- **Page text**:
━━━━

NOTES TO THE CONDENSED UNAUDITED FINANCIAL STATEMENTS

November 30, 2015

 

 

NOTE 1 - BASIS OF PRESENTATION

  

Organization and Description of Business

 

ROMULUS CORP. (the “Company”) was incorporated under the laws of the State of Nevada on April 16, 2013. The Company was originally formed to commence operations in the business of placing and operating coin operated machines. Since inception through November 30, 2015 the Company has not generated any revenue and has accumulated losses of $60,919.

   

On March 23, 2015, Artem Rusakov sold 8,000,000 shares of the Company’s common stock, representing all of the shares of the Company’s common stock owned by Mr. Rusakov, to Eastwin Capital Pte Ltd (“Eastwin”).

   

Going Concern

 

The financial statements have been prepared on a going concern basis which assumes the Company will be able to realize its assets and discharge its liabilities in the normal course of business for the foreseeable future. The Company has incurred a loss since inception resulting in an accumulated deficit of $60,919 as of November 30, 2015 and further losses are anticipated in the development of its business. Accordingly, there is substantial doubt about the Company’s ability to continue as a going concern.

━━━━

[Records from a data collection]
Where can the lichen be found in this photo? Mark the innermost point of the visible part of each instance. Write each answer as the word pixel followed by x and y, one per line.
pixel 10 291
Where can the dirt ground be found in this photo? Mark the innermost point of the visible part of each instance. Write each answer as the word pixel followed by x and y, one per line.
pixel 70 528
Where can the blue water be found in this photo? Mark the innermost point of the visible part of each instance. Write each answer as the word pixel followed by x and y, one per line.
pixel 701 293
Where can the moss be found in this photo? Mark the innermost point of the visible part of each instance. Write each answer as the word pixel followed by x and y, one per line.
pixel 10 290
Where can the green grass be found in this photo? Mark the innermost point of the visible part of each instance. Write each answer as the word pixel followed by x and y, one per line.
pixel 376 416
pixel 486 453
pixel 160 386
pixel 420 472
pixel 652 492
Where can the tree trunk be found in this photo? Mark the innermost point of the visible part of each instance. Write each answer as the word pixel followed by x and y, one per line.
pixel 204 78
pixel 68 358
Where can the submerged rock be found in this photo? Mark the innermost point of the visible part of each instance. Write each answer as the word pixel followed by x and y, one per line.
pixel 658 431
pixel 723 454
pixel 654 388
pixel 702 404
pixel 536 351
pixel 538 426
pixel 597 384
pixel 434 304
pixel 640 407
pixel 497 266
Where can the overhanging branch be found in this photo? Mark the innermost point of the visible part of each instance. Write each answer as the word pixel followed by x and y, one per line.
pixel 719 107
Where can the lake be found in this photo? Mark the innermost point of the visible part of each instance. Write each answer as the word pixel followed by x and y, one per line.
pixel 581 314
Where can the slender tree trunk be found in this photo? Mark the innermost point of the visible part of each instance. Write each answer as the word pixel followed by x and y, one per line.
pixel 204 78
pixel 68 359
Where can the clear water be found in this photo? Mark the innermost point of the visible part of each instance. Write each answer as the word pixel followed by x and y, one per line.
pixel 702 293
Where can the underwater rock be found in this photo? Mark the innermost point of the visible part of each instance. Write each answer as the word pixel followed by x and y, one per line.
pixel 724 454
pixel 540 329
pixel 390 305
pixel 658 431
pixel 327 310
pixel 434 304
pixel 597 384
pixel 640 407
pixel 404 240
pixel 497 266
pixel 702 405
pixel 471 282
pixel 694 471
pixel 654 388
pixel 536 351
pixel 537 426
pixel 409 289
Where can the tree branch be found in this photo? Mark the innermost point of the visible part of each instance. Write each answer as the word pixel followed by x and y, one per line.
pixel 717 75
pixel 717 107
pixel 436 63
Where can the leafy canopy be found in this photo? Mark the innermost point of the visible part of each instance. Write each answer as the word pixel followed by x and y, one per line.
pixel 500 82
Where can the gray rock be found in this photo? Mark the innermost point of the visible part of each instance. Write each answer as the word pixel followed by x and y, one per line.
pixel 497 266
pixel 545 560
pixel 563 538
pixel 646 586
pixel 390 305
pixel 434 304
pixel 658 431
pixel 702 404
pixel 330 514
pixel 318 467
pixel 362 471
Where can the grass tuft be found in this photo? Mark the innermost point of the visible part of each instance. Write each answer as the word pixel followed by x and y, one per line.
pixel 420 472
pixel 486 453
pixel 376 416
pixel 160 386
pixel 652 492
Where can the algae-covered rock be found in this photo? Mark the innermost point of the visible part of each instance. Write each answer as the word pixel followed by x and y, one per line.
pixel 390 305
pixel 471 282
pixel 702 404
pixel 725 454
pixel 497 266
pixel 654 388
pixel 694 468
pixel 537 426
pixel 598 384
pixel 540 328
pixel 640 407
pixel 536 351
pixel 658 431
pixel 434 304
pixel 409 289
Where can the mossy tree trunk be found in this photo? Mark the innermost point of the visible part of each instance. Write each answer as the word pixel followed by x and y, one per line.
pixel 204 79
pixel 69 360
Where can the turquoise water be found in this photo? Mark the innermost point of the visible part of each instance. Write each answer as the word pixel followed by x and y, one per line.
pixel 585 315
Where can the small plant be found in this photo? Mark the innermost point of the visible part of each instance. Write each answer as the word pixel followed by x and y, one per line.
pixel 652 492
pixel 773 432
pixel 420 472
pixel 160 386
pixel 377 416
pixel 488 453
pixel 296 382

━━━━

- **Actions to take**:
- A) According to the financial statement notes, under the laws of which state was the company incorporated?
- B) Rewrite the part of the listing that runs from its start through the line containing "pixel 581 314", replacing "photo" with "image" and leaving everything else unchanged.

- **Final answers**:
- A) Nevada

- B)
Where can the lichen be found in this image? Mark the innermost point of the visible part of each instance. Write each answer as the word pixel followed by x and y, one per line.
pixel 10 291
Where can the dirt ground be found in this image? Mark the innermost point of the visible part of each instance. Write each answer as the word pixel followed by x and y, one per line.
pixel 70 528
Where can the blue water be found in this image? Mark the innermost point of the visible part of each instance. Write each answer as the word pixel followed by x and y, one per line.
pixel 701 293
Where can the moss be found in this image? Mark the innermost point of the visible part of each instance. Write each answer as the word pixel followed by x and y, one per line.
pixel 10 290
Where can the green grass be found in this image? Mark the innermost point of the visible part of each instance. Write each answer as the word pixel followed by x and y, one per line.
pixel 376 416
pixel 486 453
pixel 160 386
pixel 420 472
pixel 652 492
Where can the tree trunk be found in this image? Mark the innermost point of the visible part of each instance. Write each answer as the word pixel followed by x and y, one per line.
pixel 204 78
pixel 68 358
Where can the submerged rock be found in this image? Mark the innermost point of the visible part of each instance. Write each answer as the word pixel followed by x and y, one per line.
pixel 658 431
pixel 723 454
pixel 654 388
pixel 702 404
pixel 536 351
pixel 538 426
pixel 597 384
pixel 434 304
pixel 640 407
pixel 497 266
Where can the overhanging branch be found in this image? Mark the innermost point of the visible part of each instance. Write each answer as the word pixel followed by x and y, one per line.
pixel 719 107
Where can the lake be found in this image? Mark the innermost point of the visible part of each instance. Write each answer as the word pixel followed by x and y, one per line.
pixel 581 314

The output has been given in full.